> EXERCISE TEXT:

Amending that script with the change that she described, the flag decrypted perfectly. :facepalm:
145c145
< var numberOfRounds = {16: 10, 24: 12, 32: 15}
---
> var numberOfRounds = {16: 15, 24: 12, 32: 15}
$ node ./solve.js
skbdg{fl33t_as_f3ath3rs_and_swift_0f_s0ng}
According to the official solution, the intended solve was patching the bytecode itself to effectively no-op certain false assigns to the global.flipflops variable.
Checking with the author again after the CTF had concluded, it turned out that the AES constant change was an intentional that was forgotten, likely to solve my accidental cheese solve by identifying the bytearrays.
In all fairness, this challenge wasn’t actually hard for me - my ways just led me down a massive rabbit hole, and while I guessed that only a few solves would come for the rest of the competition - given how niche and “weird” the challenge tech stack was - I was genuinely and gently surprised that I was the only solve. gg
Flag: skbdg{fl33t_as_f3ath3rs_and_swift_0f_s0ng}
that’s not a maze
This is a maze!
Provided is an unstripped golang ELF binary maze, executing it gives us a maze with some rendering artifacts, likely due to my Wayland setup:
Arrow keys are used to control the little blue dot, which starts you at the top left, and while exploring the maze manually, characters, slowly printed out to stdout were observed, one by one:
$ ./maze
wel
Upon further experimentation, going back and forth on a maze cell which was observed to cause a character to print repeated the same behaviour, meaning that it’s likely that some maze cells had a character mapped onto it, and going directly to the end, also likely at the bottom right.

> GIVEN DATA:
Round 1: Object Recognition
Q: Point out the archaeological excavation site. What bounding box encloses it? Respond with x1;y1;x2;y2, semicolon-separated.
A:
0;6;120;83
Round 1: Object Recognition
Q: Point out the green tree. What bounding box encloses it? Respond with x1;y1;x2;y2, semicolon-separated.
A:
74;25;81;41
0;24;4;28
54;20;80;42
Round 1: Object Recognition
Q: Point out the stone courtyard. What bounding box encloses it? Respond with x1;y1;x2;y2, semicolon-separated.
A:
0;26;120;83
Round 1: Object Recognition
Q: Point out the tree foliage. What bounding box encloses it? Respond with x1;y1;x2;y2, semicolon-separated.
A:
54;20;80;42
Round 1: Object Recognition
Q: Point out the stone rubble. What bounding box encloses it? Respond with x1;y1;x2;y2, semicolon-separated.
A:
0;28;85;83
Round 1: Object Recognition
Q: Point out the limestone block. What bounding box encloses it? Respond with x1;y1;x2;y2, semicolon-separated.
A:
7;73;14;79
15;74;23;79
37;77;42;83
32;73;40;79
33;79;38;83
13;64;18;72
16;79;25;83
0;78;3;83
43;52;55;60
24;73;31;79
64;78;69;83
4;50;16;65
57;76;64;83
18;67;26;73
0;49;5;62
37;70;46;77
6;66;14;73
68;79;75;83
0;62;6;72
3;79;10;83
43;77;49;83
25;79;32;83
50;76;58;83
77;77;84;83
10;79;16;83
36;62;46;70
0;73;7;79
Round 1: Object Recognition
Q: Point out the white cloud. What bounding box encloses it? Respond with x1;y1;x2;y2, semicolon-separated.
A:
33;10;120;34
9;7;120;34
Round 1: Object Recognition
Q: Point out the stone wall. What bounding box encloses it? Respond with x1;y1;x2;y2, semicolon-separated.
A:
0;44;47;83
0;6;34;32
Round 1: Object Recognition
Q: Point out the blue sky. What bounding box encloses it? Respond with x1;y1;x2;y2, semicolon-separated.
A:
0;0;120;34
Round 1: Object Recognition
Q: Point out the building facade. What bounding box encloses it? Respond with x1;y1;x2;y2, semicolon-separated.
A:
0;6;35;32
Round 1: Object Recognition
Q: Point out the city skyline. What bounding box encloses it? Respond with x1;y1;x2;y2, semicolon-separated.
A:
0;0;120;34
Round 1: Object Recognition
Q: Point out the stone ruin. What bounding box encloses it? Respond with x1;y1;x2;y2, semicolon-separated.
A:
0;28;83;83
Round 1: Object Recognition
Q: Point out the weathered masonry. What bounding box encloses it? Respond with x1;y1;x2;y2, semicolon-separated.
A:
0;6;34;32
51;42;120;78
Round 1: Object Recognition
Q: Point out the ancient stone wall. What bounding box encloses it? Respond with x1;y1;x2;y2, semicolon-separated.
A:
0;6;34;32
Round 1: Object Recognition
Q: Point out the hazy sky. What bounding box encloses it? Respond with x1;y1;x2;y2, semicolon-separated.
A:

> TASK ITEM A:
In the CTF writeup, which keys move the little blue dot through the maze?
> TASK ITEM B:
Copy word for word the stretch of the CTF writeup from "Checking with the" through "This is a maze!".

> TASK ANSWER A:
The arrow keys.

> TASK ANSWER B:
Checking with the author again after the CTF had concluded, it turned out that the AES constant change was an intentional that was forgotten, likely to solve my accidental cheese solve by identifying the bytearrays.
In all fairness, this challenge wasn’t actually hard for me - my ways just led me down a massive rabbit hole, and while I guessed that only a few solves would come for the rest of the competition - given how niche and “weird” the challenge tech stack was - I was genuinely and gently surprised that I was the only solve. gg
Flag: skbdg{fl33t_as_f3ath3rs_and_swift_0f_s0ng}
that’s not a maze
This is a maze!